═══ Bronpassage ═══

In Nederland gebleven: het verhaal gaat verder
GESCHREVEN DOOR REDACTIE OP 25 SEPTEMBER . GEPOST IN NIEUWS
Met de verschijning van de herziene uitgave van In Nederland gebleven is een belangrijke mijlpaal bereikt in de geschiedschrijving van de Molukse gemeenschap in Nederland. Het boek, dat in 2006 voor het eerst verscheen, vertelt het verhaal van de ongeveer 12.900 Molukkers die in 1951 naar Nederland kwamen. Het waren veelal voormalige KNIL-militairen en hun gezinnen die hier, ondanks de verwachting van een tijdelijk verblijf, bijna 75 jaar later nog steeds geworteld zijn. Nu, bijna twintig jaar later, voegen auteurs Fridus Steijlen en Henk Smeets een nieuw hoofdstuk toe dat de geschiedenis doortrekt tot 2025.

═══ Geëxtraheerd materiaal ═══

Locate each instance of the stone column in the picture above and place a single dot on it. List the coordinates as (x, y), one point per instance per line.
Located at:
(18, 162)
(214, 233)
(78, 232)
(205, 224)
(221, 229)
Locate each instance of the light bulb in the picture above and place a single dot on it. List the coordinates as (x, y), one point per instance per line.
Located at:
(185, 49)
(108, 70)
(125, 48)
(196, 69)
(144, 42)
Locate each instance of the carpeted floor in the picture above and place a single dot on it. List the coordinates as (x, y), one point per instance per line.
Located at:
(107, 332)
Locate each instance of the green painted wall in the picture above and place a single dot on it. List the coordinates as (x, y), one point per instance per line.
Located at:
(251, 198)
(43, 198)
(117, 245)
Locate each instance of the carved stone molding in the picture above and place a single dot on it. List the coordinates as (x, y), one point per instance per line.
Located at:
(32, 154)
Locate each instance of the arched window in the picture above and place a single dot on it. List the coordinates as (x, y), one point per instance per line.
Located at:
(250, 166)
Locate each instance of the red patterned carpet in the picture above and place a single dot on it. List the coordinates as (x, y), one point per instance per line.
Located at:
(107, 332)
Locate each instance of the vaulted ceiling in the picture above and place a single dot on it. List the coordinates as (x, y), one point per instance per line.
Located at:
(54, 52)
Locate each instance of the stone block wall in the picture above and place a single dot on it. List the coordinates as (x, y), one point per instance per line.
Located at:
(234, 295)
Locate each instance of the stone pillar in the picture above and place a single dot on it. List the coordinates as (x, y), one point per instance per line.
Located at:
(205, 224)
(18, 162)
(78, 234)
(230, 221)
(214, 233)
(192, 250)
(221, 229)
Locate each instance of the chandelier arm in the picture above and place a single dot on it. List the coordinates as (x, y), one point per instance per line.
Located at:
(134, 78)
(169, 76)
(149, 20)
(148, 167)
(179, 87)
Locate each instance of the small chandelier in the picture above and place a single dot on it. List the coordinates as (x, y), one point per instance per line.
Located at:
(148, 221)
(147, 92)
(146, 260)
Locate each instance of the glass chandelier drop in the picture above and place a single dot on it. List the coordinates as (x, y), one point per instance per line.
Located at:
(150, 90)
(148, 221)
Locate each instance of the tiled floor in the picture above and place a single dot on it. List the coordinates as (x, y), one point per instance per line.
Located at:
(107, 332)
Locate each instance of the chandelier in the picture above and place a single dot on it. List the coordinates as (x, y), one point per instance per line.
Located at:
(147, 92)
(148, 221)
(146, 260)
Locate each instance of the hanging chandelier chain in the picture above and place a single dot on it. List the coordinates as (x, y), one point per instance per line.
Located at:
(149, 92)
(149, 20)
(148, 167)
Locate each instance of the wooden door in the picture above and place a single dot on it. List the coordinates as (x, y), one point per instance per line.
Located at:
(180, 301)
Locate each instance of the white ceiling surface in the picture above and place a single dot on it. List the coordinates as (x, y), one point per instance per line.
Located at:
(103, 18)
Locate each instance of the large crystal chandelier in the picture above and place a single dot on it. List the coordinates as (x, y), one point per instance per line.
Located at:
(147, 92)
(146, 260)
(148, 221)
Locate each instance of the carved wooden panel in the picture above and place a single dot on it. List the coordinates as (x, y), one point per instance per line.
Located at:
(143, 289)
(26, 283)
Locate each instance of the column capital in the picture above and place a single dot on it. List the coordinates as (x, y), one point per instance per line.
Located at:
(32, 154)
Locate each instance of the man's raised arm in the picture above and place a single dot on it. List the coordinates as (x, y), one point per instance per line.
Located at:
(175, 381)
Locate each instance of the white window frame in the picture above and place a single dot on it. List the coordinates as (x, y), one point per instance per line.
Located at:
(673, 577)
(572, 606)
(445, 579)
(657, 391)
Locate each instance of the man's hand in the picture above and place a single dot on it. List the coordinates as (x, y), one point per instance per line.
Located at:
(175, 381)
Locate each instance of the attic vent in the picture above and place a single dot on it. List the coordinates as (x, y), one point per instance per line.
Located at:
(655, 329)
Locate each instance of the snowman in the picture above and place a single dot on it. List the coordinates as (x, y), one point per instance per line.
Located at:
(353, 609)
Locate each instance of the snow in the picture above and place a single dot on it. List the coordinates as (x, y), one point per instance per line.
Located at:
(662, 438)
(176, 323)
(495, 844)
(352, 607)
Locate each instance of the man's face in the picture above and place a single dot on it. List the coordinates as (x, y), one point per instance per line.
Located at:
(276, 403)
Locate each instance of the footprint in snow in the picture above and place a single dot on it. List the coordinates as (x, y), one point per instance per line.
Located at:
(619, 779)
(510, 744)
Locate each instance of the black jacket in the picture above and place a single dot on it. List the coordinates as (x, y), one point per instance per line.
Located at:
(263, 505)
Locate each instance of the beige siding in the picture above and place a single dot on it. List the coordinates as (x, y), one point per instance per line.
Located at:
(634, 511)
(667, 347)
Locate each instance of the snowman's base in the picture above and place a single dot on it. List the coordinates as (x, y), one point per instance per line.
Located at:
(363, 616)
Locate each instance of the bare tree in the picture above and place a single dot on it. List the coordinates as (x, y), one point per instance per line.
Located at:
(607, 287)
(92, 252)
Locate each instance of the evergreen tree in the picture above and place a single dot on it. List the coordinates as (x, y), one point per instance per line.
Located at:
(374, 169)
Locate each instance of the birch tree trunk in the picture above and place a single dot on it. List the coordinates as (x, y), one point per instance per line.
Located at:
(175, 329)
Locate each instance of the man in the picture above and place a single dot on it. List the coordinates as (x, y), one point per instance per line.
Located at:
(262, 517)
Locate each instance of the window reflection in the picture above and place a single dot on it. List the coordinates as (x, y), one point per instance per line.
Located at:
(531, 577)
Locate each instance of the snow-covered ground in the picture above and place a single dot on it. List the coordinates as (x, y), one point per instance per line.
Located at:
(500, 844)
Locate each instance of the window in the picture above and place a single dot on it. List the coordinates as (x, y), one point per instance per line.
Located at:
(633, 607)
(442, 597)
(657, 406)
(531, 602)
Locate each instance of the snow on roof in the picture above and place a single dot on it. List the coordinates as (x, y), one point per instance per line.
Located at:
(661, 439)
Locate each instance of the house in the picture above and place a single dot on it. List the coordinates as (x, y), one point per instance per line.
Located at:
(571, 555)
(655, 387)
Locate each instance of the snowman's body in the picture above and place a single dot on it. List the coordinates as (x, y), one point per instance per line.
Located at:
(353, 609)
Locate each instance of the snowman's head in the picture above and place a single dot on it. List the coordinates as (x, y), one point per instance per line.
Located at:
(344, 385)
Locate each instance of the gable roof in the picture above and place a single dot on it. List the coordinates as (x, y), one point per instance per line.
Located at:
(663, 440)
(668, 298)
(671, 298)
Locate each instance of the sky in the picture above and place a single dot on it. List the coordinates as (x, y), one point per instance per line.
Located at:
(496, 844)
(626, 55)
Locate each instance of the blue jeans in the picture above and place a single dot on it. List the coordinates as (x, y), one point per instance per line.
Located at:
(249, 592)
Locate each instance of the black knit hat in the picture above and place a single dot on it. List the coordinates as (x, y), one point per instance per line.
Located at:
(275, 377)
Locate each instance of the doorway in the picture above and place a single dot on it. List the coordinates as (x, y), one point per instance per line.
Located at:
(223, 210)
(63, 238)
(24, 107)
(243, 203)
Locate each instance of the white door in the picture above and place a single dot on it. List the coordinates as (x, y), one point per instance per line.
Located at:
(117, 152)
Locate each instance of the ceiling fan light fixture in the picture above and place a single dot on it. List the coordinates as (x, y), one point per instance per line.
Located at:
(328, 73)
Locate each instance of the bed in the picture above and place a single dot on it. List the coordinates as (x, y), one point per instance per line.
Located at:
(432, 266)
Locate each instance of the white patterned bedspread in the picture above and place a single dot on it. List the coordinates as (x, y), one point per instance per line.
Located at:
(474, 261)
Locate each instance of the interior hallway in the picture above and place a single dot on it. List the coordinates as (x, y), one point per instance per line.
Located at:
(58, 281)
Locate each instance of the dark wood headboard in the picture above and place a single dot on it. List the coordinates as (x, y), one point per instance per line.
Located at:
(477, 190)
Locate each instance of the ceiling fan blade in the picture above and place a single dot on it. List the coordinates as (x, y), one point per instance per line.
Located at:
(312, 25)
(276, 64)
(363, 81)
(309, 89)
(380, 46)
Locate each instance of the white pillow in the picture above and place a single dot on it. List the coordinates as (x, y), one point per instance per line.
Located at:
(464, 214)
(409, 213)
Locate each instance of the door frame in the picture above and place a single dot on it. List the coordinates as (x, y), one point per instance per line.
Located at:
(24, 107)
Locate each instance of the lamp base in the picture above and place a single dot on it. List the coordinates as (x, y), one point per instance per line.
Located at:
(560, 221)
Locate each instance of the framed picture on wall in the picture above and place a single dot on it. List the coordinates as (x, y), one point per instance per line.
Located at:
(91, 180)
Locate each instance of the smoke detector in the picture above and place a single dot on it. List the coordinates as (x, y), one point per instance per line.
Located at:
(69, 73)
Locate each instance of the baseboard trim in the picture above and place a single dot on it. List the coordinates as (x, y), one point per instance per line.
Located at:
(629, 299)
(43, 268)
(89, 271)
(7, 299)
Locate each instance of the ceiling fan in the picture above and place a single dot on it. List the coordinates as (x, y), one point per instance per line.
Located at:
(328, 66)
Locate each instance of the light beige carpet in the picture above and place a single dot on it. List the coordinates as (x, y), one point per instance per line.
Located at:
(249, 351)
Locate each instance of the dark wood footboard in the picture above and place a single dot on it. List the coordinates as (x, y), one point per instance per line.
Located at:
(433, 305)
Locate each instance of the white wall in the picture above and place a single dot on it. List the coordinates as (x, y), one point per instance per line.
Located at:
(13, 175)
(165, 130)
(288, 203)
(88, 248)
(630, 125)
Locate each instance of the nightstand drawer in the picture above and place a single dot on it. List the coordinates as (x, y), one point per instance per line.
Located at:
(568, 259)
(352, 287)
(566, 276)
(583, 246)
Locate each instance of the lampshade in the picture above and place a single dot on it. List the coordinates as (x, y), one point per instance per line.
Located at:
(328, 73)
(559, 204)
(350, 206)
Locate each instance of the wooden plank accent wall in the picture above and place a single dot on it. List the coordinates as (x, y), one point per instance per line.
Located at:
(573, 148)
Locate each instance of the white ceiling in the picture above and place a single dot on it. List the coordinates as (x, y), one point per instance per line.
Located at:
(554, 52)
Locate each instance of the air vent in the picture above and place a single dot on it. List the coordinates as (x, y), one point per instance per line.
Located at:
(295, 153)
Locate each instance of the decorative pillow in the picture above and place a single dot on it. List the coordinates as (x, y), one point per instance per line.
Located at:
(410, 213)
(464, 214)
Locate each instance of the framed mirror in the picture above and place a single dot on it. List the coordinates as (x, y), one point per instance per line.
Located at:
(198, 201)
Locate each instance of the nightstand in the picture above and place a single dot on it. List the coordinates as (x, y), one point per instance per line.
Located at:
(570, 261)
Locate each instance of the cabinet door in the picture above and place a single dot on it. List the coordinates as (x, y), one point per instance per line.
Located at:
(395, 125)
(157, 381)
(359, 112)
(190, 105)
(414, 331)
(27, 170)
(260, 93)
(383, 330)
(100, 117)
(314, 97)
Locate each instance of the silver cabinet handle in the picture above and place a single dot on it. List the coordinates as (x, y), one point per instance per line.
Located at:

═══

Vereiste taak: Hoeveel Molukkers kwamen volgens de bronpassage in 1951 naar Nederland?

Juist antwoord: Ongeveer 12.900 Molukkers kwamen in 1951 naar Nederland.